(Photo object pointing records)
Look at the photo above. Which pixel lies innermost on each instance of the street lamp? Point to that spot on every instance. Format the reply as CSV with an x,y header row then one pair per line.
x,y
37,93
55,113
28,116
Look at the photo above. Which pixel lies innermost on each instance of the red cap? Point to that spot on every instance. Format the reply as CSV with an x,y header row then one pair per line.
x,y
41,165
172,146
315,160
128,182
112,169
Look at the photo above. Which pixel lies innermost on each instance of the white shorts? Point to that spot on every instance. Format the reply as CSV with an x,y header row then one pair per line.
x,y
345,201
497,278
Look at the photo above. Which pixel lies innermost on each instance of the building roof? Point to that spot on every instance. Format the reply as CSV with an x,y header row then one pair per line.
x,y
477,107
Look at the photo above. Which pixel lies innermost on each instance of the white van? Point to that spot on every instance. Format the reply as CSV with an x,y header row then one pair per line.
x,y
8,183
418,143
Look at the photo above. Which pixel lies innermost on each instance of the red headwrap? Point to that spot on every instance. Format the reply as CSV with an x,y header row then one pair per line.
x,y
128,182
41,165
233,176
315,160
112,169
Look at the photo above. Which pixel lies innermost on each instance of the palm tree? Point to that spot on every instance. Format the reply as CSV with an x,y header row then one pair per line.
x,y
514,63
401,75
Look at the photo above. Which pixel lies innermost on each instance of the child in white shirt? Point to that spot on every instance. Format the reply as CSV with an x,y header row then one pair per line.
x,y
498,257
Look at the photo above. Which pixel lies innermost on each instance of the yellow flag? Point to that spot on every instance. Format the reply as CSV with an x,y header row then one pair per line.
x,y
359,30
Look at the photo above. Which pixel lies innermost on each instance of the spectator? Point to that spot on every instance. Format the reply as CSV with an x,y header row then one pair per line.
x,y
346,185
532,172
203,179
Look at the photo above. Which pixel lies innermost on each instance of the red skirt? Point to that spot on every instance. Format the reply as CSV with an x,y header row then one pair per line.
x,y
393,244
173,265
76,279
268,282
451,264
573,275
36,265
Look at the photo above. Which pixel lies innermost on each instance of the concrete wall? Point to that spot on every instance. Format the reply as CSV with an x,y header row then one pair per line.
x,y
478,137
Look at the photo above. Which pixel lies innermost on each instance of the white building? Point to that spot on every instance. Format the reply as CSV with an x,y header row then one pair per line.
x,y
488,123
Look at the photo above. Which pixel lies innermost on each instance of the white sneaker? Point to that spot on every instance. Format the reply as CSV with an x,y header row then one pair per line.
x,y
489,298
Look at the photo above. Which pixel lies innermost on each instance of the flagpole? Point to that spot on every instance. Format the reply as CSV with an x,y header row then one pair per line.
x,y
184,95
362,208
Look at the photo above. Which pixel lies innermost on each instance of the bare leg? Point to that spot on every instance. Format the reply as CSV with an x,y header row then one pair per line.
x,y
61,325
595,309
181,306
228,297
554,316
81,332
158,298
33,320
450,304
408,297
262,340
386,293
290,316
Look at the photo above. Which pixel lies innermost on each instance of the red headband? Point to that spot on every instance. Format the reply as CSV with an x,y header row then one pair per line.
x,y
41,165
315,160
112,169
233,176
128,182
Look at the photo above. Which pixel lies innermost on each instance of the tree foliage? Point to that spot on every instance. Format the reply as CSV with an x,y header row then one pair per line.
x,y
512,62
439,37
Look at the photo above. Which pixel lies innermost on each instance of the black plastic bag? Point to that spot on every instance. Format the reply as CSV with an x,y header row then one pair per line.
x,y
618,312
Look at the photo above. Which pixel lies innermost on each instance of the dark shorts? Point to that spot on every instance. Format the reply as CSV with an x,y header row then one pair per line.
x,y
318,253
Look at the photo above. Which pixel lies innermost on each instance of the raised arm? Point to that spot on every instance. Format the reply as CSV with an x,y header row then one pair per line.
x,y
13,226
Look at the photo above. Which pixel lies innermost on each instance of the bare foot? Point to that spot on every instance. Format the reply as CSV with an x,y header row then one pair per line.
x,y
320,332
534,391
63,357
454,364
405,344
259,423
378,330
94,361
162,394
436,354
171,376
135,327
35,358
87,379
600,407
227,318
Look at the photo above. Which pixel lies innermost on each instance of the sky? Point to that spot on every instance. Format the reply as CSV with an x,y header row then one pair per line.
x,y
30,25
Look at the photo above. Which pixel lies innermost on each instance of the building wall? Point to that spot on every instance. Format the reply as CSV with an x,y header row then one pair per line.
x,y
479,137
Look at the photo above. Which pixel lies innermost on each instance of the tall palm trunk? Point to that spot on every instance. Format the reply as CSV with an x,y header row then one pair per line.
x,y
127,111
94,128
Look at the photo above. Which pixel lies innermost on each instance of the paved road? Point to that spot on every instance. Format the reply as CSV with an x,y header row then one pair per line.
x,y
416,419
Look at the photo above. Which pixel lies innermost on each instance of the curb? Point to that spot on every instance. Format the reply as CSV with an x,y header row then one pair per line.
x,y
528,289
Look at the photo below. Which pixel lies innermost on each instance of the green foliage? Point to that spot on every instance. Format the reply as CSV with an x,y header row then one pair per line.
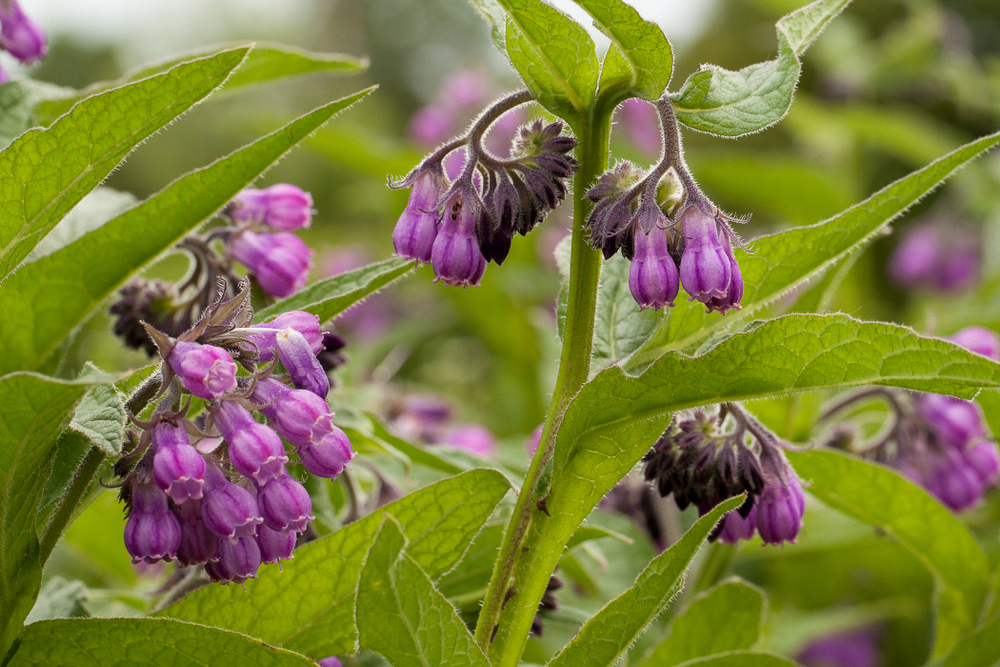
x,y
733,104
142,642
309,606
884,498
47,299
400,613
46,172
608,634
331,297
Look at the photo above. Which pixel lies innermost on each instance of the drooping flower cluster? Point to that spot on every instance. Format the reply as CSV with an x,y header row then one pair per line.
x,y
458,227
215,490
702,465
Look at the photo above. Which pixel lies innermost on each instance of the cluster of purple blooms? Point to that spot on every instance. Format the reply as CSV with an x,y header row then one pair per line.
x,y
20,36
216,490
702,465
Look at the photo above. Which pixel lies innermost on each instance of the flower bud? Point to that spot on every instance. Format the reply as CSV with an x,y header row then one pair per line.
x,y
254,449
178,468
705,268
285,505
152,532
281,262
300,361
229,510
207,371
19,35
416,229
282,206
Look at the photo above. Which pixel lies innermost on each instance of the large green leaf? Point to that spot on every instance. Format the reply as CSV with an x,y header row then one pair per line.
x,y
47,299
612,630
266,62
403,616
35,409
45,172
143,642
309,606
732,104
554,55
329,298
788,259
728,617
884,498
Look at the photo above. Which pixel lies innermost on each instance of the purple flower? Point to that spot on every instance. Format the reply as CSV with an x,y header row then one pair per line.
x,y
178,468
705,266
229,511
416,229
979,340
281,262
653,276
207,371
285,505
455,256
300,361
254,449
282,206
152,532
305,323
19,35
274,547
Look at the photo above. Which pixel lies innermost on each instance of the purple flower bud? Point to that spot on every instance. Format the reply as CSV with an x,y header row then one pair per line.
x,y
274,547
416,229
178,468
705,267
456,257
979,340
956,422
282,206
207,371
305,323
229,511
281,262
19,35
653,277
238,561
152,532
300,361
285,505
254,449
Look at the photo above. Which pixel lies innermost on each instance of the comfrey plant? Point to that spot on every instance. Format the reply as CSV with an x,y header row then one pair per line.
x,y
690,379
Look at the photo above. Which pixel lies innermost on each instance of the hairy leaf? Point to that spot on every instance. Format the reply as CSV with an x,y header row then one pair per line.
x,y
439,521
46,172
403,616
732,104
47,299
884,498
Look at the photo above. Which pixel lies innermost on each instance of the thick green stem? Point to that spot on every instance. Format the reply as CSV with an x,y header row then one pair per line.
x,y
505,619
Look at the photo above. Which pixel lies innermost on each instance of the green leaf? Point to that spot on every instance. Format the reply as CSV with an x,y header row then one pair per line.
x,y
266,62
46,172
728,617
35,408
331,297
640,61
786,260
611,631
732,104
884,498
403,616
143,642
439,520
49,298
554,55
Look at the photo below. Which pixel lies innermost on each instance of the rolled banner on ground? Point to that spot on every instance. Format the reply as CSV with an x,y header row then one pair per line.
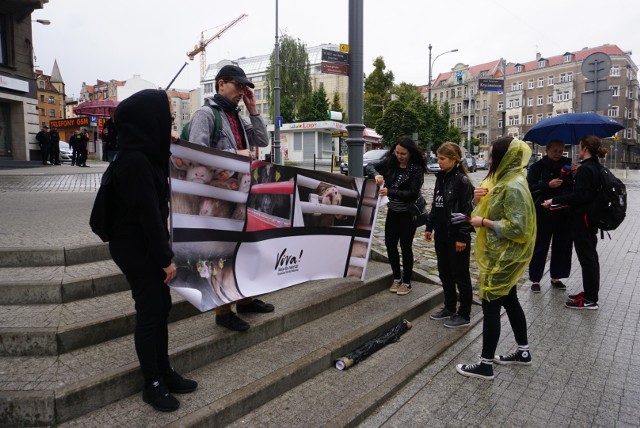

*PROBLEM TO SOLVE*
From the material above, pull out every line that contains the string "shorts". Case counts.

*EXPECTED OUTPUT*
Look at the photo above. Which pixel lies innermost on each instance of the white shorts? Point to that spot on every instance. Format the reply as CSV with an x,y header row then one pair per line.
Look at the photo above. Which pixel lies innermost on each instance of the dark shorts? Point to that spot on every instance. Format the reply as CSV with an x,y header row then one pair per line.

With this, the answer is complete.